Exercise task:
Rewrite the lines below so that each "Objective" becomes "Goal", with nothing else changed.

Provided entries:
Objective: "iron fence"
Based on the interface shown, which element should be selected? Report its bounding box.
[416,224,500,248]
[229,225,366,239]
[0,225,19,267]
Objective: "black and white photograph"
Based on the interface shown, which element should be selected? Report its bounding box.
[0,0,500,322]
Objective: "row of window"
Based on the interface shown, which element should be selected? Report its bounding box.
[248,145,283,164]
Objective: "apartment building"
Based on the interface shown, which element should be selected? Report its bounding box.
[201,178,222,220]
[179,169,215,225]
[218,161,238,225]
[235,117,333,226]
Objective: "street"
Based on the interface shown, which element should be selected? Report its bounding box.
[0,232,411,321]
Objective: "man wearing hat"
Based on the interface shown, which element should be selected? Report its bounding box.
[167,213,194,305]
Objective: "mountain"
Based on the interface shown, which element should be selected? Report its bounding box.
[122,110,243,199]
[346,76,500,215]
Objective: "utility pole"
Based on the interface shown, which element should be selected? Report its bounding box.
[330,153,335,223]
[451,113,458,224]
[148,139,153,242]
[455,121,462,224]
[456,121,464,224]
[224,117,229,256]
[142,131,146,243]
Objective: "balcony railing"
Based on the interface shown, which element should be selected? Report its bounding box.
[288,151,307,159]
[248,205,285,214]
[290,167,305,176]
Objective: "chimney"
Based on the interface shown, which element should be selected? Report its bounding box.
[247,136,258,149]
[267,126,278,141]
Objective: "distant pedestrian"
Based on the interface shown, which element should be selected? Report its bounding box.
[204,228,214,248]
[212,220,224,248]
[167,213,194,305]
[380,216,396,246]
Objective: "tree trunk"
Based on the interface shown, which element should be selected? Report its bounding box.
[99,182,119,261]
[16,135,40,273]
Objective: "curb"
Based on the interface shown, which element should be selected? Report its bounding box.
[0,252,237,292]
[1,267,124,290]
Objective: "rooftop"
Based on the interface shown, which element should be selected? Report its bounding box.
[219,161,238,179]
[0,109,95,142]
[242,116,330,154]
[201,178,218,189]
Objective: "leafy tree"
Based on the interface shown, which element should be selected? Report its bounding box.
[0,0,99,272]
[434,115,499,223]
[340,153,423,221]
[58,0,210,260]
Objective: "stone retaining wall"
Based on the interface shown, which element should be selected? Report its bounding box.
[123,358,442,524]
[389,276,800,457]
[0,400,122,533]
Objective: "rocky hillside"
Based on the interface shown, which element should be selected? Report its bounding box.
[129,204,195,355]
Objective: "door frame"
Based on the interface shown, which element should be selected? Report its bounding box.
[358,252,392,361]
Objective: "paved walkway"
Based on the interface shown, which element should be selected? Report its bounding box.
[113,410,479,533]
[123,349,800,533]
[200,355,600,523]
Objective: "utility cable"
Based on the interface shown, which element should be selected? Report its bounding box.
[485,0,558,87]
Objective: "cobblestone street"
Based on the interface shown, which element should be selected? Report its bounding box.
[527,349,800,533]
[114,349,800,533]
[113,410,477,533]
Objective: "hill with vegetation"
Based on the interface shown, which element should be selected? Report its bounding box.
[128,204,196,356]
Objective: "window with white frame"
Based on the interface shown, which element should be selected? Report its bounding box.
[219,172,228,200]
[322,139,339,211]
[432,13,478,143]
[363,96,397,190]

Complete output:
Goal: "iron fence"
Based on the interface shown, which element should be selected? Report its bounding box.
[416,224,500,248]
[229,225,366,239]
[0,225,19,267]
Goal: "black and white photograph"
Based on the interface shown, which element should be selected? Report its bounding box.
[0,0,500,322]
Goal: "row of window"
Based on the interface shown, which element should be selected? Report its bounding box.
[248,145,283,164]
Goal: "apartment building"
Based on the interface shown, which element should be selected? Report its bounding box.
[201,178,222,220]
[179,169,215,225]
[218,161,238,225]
[235,117,333,226]
Goal: "street"
Based on the interface shown, which element should be selected? Report its bounding box.
[0,232,411,321]
Goal: "man wearing hat"
Based on the interface shown, which element should be selected? Report its bounding box.
[167,213,194,305]
Goal: "mountain"
Based on the interface shown, which element should be selected? Report its bounding box.
[122,110,243,199]
[346,76,500,215]
Goal: "utility pole"
Based on the interface shown, which element should be selected? Report its bounding box.
[330,153,335,223]
[451,113,458,224]
[148,139,153,242]
[455,121,462,224]
[456,121,464,224]
[224,117,229,256]
[142,131,146,243]
Goal: "balcony railing"
Based on the interface shown, which element should be selected? Report its bounding box.
[288,151,307,159]
[248,205,285,214]
[290,167,305,176]
Goal: "chimney"
Based on the interface shown, which element should be selected? Report its bounding box.
[247,136,258,149]
[267,126,278,141]
Goal: "distant pedestrian"
Based on the interface shown, which element should be selected? Report its bounding box.
[204,228,214,248]
[212,220,224,248]
[167,213,194,305]
[380,216,396,246]
Goal: "tree trunk"
Based on the interface shown, which element should be selected? Report its bounding box.
[99,182,119,261]
[16,135,40,273]
Goal: "curb"
Based on the interface shown, which element should be selected? Report its bounding box.
[0,252,237,292]
[1,267,124,290]
Goal: "rooftop"
Based on the interface shown, which element should be selected? Report its bounding box.
[219,161,238,179]
[0,109,95,142]
[242,116,330,154]
[201,178,218,189]
Goal: "leafy tree"
Based on the interface shown, which element should be selected? Report its bounding box.
[0,0,99,272]
[434,115,499,223]
[340,153,423,221]
[58,0,210,260]
Goal: "stone retaining wall"
Based on the interface shown, which element should be selected? Report its bounding box.
[123,358,442,524]
[389,276,800,457]
[0,400,122,533]
Goal: "rocky hillside"
Based on the interface shown, which element should be selected? Report its bounding box.
[129,204,195,355]
Goal: "door frame"
Based on the interface shown, which element should be selected? Report its bounding box.
[358,252,392,361]
Goal: "paved walkway"
Based on the interface shown, which element should be selected? Report its bounding box.
[113,410,479,533]
[123,349,800,533]
[200,355,600,523]
Goal: "utility cable"
Based on the interface shown, which element should be selected? Report its bounding box.
[485,0,558,87]
Goal: "cobblestone street"
Based on the interface shown, which element should be selected? Report its bounding box.
[527,349,800,533]
[114,349,800,533]
[113,410,477,533]
Goal: "hill with vegetation"
Based on the interface shown, which element should be selected? Report its bounding box.
[128,204,196,356]
Goal: "window with white frame"
Based on the interface shown, which element should be selected? Report its bounding box.
[219,172,228,200]
[322,139,339,211]
[432,13,478,143]
[363,96,397,190]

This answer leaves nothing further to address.